[Items from a dataset]

#####

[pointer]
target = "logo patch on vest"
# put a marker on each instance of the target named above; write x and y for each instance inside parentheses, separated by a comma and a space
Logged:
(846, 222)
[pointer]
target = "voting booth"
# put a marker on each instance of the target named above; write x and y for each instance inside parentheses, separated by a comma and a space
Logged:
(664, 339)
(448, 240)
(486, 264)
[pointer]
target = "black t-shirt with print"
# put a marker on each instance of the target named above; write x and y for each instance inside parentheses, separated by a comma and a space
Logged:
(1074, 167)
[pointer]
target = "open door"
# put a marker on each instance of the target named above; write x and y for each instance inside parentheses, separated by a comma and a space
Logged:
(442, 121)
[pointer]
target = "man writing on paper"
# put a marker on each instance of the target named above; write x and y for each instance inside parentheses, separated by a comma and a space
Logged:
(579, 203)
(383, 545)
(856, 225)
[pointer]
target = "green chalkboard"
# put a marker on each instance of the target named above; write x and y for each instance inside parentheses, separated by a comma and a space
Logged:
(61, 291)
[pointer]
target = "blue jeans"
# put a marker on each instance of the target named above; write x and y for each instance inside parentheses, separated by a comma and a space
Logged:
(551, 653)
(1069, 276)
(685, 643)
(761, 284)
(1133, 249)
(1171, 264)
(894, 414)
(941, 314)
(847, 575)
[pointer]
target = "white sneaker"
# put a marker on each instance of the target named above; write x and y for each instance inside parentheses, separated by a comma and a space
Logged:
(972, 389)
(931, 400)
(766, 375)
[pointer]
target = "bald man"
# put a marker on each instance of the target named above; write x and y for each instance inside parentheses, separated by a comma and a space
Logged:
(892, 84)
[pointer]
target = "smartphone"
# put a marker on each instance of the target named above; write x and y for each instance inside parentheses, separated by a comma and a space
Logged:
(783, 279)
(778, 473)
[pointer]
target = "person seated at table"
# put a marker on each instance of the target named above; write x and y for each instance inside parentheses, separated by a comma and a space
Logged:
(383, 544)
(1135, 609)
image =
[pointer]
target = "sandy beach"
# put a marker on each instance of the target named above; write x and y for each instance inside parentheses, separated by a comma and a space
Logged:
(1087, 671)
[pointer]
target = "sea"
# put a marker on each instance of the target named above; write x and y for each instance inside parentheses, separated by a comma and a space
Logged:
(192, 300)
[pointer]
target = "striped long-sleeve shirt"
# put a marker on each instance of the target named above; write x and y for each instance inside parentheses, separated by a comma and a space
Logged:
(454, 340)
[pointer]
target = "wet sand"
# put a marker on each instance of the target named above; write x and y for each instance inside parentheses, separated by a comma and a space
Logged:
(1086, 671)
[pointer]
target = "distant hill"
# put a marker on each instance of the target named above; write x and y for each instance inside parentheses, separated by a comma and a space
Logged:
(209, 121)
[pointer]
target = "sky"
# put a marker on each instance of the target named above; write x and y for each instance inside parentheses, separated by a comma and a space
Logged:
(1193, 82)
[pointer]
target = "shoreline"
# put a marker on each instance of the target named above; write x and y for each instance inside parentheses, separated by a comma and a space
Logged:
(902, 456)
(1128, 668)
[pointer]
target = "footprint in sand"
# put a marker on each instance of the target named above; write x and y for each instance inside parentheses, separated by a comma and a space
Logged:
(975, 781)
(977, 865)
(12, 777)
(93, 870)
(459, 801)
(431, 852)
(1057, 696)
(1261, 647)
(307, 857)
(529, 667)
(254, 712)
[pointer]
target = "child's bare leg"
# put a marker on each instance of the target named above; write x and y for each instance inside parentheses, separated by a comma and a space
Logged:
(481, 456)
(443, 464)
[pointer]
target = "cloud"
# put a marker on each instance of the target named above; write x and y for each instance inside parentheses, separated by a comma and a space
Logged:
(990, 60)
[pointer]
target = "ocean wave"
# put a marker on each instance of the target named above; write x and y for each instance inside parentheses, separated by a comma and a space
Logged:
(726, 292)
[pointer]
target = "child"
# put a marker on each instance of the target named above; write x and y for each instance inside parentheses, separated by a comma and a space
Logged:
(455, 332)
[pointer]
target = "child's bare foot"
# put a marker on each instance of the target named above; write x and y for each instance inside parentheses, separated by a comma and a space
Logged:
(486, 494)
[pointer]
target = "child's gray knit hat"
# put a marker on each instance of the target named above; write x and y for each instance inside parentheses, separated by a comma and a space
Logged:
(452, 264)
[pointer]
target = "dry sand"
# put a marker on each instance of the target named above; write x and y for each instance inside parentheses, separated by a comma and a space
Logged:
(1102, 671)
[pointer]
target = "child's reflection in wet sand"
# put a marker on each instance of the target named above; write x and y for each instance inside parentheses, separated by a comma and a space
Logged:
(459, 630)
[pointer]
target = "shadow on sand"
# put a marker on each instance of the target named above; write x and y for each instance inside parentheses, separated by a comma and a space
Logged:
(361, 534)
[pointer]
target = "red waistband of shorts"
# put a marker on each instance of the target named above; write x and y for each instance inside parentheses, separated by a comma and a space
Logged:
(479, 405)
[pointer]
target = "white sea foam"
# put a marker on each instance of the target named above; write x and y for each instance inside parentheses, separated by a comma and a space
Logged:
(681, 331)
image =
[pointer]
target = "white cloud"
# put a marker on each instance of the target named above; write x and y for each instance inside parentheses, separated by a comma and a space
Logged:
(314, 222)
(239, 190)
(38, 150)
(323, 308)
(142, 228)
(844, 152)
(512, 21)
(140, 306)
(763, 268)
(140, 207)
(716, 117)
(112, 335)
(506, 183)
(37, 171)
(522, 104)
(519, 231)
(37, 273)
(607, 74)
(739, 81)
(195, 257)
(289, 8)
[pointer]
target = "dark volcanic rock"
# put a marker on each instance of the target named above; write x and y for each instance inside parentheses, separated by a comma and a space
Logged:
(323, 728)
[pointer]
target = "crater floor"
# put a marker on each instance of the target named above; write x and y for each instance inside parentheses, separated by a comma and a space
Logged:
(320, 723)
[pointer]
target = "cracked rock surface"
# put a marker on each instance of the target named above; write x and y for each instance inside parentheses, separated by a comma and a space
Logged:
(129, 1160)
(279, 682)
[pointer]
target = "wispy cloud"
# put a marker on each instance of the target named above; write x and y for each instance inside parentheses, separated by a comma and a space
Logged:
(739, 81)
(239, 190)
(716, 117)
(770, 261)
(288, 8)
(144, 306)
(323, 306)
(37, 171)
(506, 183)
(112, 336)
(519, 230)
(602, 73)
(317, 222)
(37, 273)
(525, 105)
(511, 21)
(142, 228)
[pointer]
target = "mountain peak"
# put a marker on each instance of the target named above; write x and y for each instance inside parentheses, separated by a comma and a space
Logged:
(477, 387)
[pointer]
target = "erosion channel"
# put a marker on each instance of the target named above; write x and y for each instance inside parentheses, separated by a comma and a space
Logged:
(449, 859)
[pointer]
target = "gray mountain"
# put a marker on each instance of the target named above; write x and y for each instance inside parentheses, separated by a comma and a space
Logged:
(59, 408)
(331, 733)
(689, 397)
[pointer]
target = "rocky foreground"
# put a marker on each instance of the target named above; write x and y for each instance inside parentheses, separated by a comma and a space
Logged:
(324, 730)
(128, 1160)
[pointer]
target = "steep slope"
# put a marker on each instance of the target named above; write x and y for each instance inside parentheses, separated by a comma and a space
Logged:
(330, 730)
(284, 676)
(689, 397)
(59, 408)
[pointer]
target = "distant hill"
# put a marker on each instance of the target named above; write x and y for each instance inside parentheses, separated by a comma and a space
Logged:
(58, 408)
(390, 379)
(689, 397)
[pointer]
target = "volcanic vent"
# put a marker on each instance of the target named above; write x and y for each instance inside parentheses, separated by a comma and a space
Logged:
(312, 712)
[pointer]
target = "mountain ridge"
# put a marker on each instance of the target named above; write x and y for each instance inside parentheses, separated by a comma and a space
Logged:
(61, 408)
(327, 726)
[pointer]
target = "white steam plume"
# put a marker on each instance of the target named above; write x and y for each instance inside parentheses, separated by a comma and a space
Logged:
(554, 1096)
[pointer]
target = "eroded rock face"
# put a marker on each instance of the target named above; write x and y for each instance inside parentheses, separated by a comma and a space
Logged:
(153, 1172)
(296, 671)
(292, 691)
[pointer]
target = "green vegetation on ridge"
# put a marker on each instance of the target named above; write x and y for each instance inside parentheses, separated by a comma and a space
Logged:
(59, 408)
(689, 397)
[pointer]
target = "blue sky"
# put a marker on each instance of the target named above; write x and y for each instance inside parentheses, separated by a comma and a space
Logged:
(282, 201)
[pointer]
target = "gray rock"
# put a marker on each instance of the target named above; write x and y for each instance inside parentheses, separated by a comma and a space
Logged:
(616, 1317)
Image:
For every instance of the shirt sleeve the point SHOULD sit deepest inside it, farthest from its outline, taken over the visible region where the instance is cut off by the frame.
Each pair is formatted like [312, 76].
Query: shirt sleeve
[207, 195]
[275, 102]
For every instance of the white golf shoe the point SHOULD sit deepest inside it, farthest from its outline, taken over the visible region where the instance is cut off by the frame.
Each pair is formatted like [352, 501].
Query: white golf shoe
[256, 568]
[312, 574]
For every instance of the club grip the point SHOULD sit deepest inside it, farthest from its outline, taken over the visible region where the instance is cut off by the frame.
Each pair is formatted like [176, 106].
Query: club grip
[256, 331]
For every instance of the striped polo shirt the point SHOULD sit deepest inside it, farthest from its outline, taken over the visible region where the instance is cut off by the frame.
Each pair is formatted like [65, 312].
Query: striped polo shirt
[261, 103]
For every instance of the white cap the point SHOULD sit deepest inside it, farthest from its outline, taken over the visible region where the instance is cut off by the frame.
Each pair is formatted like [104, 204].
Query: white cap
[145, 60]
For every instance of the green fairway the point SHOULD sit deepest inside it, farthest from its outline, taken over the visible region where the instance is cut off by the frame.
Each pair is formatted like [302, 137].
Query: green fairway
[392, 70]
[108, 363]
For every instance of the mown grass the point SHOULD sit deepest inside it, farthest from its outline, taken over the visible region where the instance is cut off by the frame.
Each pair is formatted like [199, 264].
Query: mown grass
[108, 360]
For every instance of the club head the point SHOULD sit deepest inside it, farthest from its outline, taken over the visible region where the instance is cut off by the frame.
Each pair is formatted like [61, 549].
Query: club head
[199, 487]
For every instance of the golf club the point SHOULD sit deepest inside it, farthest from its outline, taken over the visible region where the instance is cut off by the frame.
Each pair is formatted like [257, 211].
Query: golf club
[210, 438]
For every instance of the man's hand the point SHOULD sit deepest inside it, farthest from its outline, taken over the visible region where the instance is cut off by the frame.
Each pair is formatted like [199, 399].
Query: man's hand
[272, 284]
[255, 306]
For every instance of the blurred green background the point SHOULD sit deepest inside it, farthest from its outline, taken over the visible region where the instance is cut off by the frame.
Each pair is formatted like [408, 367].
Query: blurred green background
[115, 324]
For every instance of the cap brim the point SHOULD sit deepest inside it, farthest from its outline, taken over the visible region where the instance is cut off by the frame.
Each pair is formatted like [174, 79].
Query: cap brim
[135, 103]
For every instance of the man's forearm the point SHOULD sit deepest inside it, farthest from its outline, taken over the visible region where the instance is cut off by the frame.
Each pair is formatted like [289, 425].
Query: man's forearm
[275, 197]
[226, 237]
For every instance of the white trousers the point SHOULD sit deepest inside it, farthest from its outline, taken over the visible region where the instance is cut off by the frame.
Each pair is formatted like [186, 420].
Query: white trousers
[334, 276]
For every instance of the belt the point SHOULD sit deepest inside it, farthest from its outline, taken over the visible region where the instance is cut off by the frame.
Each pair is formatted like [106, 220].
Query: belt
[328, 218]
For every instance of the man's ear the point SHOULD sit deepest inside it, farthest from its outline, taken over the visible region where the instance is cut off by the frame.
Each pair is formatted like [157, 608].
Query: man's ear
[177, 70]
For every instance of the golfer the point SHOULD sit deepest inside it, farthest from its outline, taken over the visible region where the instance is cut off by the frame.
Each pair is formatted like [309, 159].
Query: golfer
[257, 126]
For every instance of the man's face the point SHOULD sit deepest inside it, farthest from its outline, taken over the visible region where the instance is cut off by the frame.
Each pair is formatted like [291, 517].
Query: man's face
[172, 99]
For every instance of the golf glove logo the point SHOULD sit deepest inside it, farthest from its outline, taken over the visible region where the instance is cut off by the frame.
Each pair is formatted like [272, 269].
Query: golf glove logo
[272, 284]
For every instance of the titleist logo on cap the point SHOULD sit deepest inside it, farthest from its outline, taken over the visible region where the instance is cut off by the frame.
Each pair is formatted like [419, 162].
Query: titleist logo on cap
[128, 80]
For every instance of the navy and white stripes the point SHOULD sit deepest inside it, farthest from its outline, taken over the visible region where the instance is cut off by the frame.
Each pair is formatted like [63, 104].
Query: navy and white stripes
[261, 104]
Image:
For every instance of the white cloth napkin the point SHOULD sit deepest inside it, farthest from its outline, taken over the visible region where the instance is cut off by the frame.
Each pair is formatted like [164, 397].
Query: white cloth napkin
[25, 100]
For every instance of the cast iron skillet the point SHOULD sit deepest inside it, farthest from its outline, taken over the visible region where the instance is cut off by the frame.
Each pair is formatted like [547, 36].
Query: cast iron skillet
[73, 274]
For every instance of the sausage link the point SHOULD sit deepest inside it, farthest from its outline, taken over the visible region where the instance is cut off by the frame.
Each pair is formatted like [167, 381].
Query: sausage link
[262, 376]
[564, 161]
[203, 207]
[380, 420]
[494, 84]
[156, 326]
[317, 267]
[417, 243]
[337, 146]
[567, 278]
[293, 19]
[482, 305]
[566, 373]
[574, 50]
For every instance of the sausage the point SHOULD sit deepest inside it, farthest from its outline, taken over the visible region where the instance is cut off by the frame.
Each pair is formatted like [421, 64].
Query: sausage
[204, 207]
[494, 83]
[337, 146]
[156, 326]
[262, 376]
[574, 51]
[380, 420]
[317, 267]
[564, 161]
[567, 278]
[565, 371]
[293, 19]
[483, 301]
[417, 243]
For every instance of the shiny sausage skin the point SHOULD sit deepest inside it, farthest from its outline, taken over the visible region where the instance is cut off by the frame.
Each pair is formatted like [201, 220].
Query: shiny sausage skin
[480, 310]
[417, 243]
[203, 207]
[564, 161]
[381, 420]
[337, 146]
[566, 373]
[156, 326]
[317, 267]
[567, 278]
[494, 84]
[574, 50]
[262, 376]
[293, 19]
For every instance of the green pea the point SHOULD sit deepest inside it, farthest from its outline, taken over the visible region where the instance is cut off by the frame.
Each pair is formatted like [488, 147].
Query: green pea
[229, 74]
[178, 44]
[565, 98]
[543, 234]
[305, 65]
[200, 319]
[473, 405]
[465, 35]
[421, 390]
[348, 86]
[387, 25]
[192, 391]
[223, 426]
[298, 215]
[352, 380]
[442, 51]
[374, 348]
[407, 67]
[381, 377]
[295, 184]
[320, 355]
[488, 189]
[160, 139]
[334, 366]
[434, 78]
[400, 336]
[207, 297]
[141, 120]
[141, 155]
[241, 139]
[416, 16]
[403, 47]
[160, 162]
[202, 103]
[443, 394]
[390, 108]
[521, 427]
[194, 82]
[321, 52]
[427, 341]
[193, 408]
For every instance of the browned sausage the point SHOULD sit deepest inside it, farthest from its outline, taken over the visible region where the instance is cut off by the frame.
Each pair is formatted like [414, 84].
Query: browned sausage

#####

Written task: Please retype, exactly as written, every line from the line containing "For every instance of the sausage link" through the last line of the records above, including both of those lines, and nothing else.

Worked solution:
For every instance of the sausage link the point SHOULD sit deepest inside it, farthest from its outline, taken over the visible region where the instance is cut off by the frame.
Each pair is formatted like [167, 381].
Query: sausage link
[262, 376]
[564, 161]
[203, 207]
[380, 420]
[494, 84]
[156, 326]
[317, 267]
[417, 243]
[337, 146]
[567, 278]
[293, 19]
[482, 305]
[566, 373]
[574, 50]
For every instance of the sausage the point SHOULD sit deepest inside it, farthest from its outline, taken over the visible region where the instance is cut off by the frame.
Each pair is formatted like [421, 64].
Query: sausage
[204, 207]
[494, 83]
[337, 146]
[156, 326]
[262, 376]
[574, 51]
[380, 420]
[317, 267]
[564, 161]
[567, 278]
[565, 371]
[293, 19]
[483, 301]
[417, 243]
For every instance of the shiny sausage skin the point SHOULD sit deepest inside it, farthest from its outline, taken over the visible region where the instance is cut off by the frame.
Each pair is formatted like [201, 220].
Query: shiny sausage skin
[480, 310]
[417, 243]
[203, 207]
[564, 161]
[381, 420]
[337, 146]
[566, 373]
[156, 326]
[317, 267]
[567, 278]
[494, 84]
[574, 50]
[262, 376]
[293, 19]
For every instance of the green pea the point SHOULD sit deepest inside it, farthest from its outline, taken over the visible region where the instance is cut off by the frame.
Each pair is formatted like [488, 147].
Query: green pea
[229, 74]
[178, 44]
[565, 98]
[543, 234]
[305, 65]
[200, 319]
[473, 405]
[465, 35]
[421, 390]
[348, 86]
[387, 25]
[192, 391]
[223, 426]
[298, 215]
[352, 380]
[442, 51]
[374, 348]
[407, 67]
[381, 377]
[295, 184]
[320, 355]
[488, 189]
[160, 139]
[334, 366]
[434, 78]
[400, 336]
[207, 297]
[141, 120]
[141, 155]
[241, 139]
[416, 16]
[403, 47]
[160, 162]
[202, 103]
[443, 394]
[390, 108]
[521, 427]
[194, 82]
[321, 52]
[427, 341]
[193, 408]
For every instance of the browned sausage the point SHOULD sit deepest inside it, farthest from its outline, taken over the visible region where the instance is cut off by the frame.
Each pair is formatted like [414, 84].
Query: browned sausage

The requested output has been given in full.